**Directions for this task:** In the listing below, find the line containing "Annotation task: tag one point per instance of the round" and the line containing "the white baseboard". Repeat exactly those two lines and every line between them.

***** Dataset excerpts

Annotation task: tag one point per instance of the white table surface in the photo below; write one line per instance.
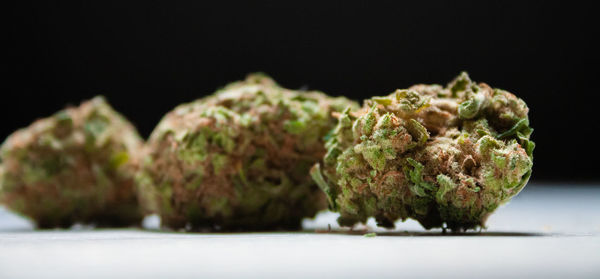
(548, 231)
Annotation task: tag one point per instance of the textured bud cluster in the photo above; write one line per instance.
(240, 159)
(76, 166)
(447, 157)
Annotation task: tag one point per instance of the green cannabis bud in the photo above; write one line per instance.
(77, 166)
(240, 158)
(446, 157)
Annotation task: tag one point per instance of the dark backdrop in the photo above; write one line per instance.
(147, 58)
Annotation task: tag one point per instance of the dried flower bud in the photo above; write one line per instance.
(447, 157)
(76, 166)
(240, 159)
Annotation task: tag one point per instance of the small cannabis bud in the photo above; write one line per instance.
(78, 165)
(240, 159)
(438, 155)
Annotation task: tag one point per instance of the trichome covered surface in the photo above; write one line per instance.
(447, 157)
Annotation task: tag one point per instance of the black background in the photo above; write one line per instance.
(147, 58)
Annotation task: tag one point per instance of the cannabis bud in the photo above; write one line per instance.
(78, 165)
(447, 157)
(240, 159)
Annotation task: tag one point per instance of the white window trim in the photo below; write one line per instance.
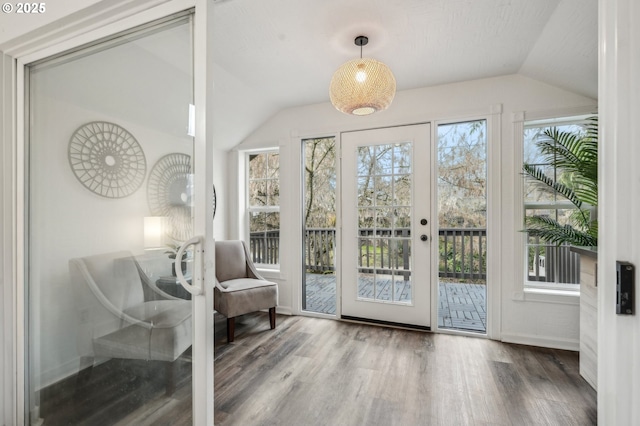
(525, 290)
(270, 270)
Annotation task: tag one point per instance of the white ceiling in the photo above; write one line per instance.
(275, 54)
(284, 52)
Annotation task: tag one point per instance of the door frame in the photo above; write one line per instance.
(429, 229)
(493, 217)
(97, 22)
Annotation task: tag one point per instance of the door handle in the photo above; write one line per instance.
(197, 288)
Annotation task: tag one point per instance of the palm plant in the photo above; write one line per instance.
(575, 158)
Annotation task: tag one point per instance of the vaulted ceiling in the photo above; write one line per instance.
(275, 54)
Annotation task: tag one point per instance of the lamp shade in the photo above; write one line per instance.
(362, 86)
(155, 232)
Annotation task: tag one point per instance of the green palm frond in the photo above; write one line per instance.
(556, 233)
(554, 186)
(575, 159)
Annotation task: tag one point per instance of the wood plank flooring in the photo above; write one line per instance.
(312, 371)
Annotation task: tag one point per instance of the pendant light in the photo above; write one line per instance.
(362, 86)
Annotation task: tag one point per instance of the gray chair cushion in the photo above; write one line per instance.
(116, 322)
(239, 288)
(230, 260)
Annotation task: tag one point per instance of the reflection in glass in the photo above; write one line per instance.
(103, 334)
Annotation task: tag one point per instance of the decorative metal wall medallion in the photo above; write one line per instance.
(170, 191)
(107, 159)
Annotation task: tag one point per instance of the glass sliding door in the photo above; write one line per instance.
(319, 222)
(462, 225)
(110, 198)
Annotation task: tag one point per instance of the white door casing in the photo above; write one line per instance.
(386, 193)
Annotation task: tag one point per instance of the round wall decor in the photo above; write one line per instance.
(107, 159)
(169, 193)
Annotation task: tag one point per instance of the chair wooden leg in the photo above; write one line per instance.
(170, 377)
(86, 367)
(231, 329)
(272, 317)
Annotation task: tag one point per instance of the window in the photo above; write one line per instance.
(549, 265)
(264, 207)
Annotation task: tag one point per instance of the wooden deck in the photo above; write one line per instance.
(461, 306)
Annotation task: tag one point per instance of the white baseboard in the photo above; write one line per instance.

**********
***** Dataset excerpts

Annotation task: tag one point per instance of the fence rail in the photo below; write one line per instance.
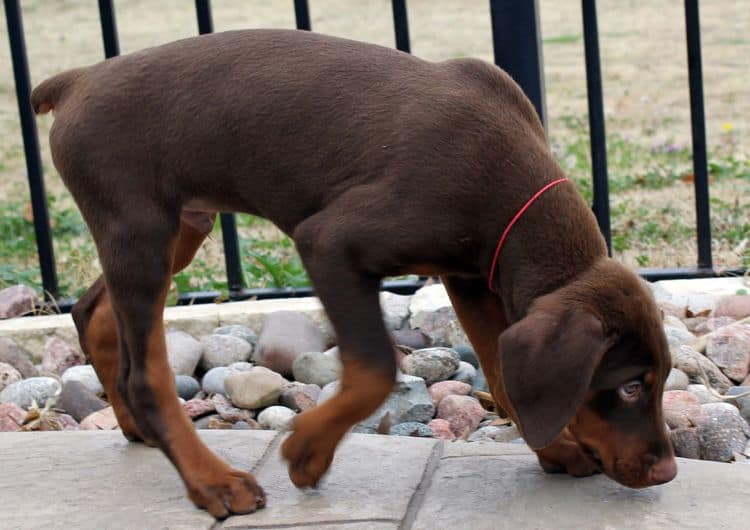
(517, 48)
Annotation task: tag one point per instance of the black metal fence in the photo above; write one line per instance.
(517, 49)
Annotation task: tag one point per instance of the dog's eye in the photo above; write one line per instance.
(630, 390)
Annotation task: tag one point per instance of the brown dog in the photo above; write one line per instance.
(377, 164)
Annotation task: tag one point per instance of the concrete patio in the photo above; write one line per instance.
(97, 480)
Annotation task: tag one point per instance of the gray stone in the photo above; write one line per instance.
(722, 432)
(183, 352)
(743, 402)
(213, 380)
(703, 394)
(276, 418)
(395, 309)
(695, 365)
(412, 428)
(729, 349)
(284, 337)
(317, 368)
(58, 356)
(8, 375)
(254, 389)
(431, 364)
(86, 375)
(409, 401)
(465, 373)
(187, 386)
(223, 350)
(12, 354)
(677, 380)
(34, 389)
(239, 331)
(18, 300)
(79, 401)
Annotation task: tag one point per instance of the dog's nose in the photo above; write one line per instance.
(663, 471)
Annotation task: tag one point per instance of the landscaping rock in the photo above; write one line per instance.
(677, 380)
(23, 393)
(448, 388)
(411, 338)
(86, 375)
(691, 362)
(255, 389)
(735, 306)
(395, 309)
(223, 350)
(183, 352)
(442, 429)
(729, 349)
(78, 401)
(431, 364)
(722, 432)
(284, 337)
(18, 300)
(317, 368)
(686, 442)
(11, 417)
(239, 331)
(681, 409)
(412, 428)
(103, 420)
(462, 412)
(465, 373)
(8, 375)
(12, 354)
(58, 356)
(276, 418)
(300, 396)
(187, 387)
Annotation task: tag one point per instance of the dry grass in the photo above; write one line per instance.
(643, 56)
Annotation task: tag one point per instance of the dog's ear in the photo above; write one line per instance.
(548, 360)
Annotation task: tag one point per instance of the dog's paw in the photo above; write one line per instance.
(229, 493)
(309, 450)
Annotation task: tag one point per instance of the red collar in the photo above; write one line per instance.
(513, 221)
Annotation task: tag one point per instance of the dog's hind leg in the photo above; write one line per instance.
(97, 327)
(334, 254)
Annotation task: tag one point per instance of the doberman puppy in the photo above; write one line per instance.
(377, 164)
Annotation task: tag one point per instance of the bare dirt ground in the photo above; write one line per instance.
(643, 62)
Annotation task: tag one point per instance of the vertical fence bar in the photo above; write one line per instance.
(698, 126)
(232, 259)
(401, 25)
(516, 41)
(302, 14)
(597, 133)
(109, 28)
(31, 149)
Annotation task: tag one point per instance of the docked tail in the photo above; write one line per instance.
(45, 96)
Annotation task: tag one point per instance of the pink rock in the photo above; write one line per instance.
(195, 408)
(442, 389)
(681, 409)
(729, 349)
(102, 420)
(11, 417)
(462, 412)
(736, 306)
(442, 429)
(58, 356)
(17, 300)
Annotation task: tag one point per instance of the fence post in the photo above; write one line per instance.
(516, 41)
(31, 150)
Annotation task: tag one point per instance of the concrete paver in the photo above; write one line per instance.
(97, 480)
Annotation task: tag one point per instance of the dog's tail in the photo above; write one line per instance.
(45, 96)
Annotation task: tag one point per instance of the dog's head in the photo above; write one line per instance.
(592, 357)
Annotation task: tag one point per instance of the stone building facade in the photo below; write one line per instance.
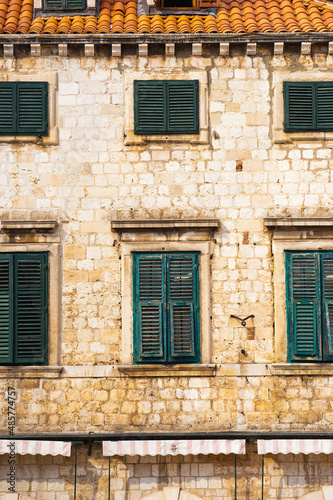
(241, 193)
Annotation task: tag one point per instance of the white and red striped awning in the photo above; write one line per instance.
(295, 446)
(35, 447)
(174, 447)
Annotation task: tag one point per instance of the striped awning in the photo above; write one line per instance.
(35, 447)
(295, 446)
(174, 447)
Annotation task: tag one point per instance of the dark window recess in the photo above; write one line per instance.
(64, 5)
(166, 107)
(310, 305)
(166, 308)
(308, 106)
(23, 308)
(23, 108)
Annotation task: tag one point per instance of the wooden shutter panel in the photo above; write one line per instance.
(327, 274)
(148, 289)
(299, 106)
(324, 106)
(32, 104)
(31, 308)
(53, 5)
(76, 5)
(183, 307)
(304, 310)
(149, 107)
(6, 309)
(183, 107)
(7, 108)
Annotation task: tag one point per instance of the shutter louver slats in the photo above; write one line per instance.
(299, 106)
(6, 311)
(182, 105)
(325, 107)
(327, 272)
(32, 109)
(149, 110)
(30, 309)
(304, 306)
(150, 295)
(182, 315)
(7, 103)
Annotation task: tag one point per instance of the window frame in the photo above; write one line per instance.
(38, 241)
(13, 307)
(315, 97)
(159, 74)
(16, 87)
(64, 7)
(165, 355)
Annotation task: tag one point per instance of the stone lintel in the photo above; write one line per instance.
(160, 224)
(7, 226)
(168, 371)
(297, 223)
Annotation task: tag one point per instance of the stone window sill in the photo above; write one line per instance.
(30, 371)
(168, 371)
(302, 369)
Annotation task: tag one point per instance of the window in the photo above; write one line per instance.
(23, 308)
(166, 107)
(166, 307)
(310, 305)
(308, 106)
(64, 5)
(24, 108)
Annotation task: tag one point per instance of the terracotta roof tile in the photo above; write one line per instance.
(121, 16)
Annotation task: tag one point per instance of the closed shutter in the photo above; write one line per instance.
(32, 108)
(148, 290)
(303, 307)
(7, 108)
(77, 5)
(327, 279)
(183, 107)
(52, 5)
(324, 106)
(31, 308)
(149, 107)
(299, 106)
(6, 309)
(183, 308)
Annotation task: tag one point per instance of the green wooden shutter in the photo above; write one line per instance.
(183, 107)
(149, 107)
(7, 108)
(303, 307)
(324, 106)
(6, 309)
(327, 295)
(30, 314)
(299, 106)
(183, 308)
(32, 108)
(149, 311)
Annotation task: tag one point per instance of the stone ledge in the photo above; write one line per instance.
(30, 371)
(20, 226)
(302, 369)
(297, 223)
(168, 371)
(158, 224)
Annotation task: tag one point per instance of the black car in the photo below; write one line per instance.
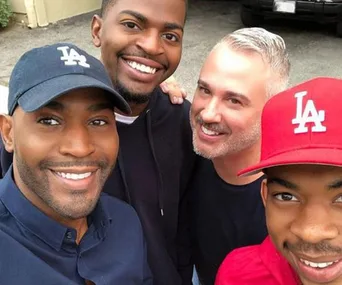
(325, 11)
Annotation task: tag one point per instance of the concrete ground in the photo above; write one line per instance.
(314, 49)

**********
***** Dataset excerpts

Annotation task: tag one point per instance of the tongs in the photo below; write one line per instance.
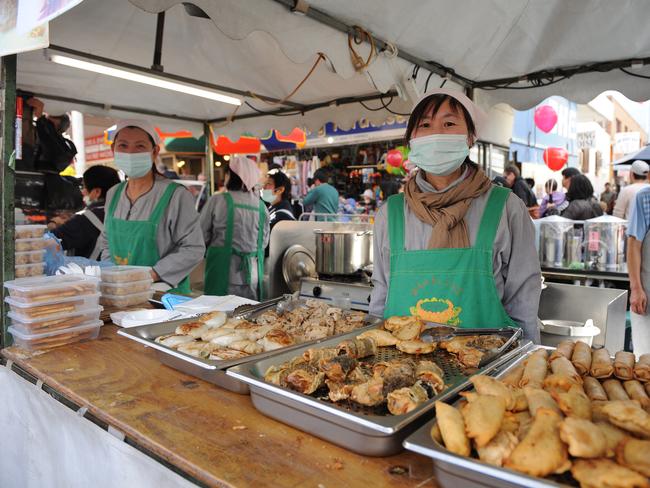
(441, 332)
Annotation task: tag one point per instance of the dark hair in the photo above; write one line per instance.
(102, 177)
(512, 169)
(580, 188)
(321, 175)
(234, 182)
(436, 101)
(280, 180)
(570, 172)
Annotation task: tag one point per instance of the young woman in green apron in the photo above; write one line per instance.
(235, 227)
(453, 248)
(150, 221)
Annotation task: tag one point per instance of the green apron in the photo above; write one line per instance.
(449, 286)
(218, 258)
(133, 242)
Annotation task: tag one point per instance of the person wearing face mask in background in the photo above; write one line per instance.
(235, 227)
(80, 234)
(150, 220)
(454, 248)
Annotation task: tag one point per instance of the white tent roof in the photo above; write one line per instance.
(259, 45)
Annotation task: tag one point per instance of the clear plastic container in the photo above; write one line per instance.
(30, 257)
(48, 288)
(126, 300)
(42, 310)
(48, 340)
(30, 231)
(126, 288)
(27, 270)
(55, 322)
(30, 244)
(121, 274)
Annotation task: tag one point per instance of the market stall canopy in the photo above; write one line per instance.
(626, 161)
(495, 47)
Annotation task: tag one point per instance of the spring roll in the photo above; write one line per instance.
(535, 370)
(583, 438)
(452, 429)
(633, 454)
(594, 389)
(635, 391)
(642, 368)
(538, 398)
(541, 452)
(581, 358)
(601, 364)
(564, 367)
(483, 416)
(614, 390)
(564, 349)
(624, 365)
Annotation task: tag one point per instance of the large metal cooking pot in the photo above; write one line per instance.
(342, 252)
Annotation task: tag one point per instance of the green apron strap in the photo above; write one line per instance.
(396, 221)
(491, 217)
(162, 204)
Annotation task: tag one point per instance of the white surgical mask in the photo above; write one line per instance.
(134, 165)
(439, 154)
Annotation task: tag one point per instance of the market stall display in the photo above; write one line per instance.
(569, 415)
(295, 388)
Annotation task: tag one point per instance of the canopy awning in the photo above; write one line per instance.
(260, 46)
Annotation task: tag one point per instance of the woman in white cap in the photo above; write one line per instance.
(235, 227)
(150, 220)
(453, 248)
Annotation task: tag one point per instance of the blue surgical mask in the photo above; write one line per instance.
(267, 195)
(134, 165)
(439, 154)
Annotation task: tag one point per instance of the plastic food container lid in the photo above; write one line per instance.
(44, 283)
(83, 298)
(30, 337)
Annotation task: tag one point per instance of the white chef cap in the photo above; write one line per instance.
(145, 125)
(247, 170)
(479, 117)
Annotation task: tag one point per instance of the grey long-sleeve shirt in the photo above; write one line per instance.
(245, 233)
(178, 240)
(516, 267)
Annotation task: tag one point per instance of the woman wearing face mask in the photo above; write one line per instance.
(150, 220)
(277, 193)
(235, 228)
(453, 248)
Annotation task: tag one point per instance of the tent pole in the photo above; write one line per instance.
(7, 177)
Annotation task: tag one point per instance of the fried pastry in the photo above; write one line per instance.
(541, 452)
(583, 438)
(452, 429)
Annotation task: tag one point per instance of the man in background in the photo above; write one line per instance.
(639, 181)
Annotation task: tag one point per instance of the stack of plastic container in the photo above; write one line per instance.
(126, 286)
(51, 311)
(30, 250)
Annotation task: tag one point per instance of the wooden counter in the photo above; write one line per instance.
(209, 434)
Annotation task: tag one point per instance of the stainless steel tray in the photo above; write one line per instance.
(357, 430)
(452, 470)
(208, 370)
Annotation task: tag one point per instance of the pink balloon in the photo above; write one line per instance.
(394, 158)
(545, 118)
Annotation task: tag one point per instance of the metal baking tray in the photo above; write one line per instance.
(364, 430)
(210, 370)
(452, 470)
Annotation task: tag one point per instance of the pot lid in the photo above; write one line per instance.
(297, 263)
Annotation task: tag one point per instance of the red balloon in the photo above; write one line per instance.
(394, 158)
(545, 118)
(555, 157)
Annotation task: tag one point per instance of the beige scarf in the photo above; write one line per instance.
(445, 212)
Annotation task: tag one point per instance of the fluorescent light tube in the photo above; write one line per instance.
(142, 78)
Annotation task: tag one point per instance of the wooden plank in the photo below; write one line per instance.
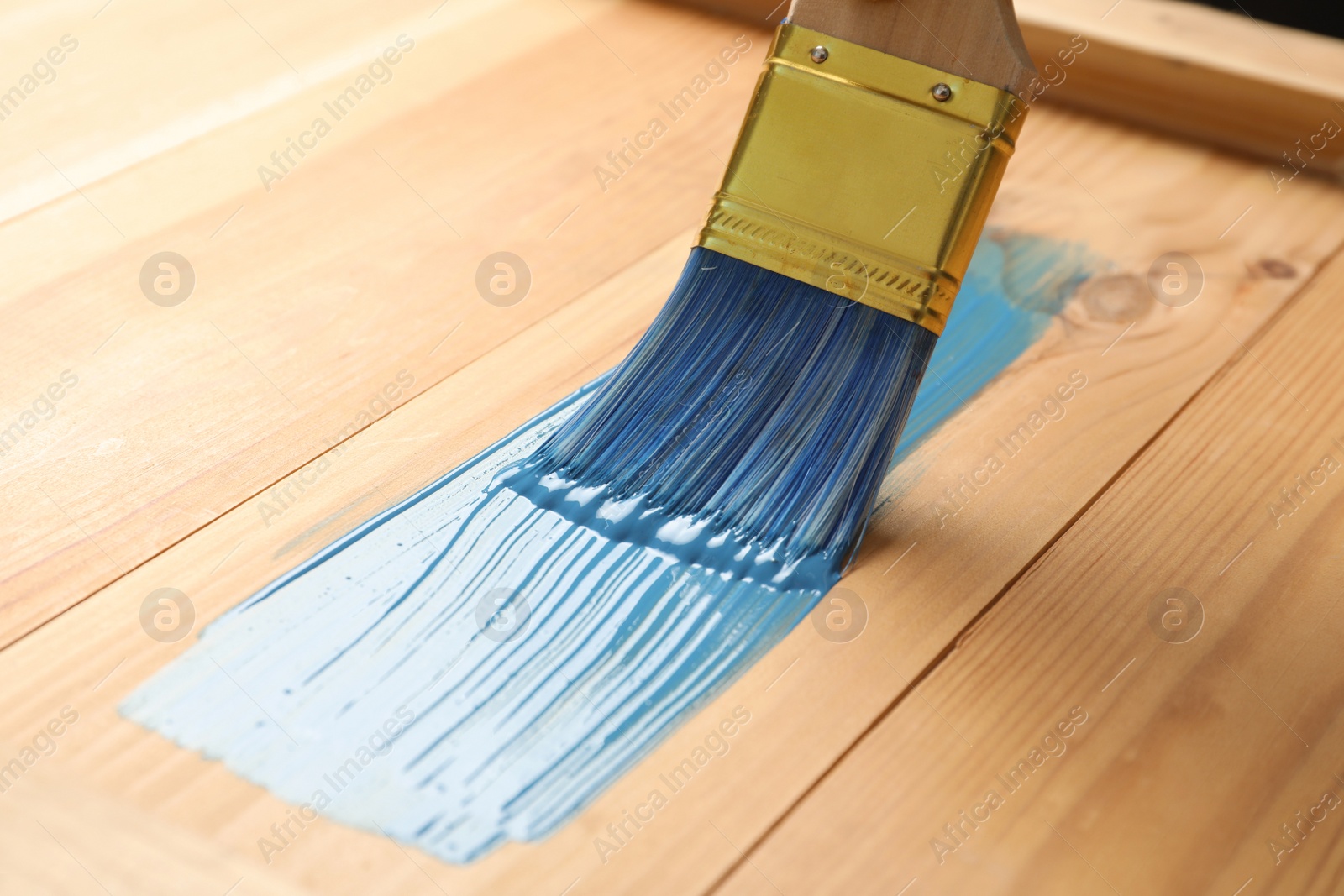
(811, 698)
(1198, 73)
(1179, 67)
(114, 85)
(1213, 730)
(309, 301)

**********

**Final answer:**
Annotation task: tag one point per instance of the round wall decor in the photo above; write one line per instance.
(107, 159)
(169, 193)
Annotation task: tag one point per instance of the chair wooden leg in the photo above; write one line per instance.
(170, 377)
(86, 367)
(231, 329)
(272, 317)
Annotation task: tag one point per instance of the window in the photo above; write one line per instance.
(549, 265)
(264, 207)
Annotation task: tag one point per instance of the wooden deck in the photo above; write one line per instance.
(461, 306)
Annotation task: tag one point per instance of the white baseboard in the photo above; write one line per instance.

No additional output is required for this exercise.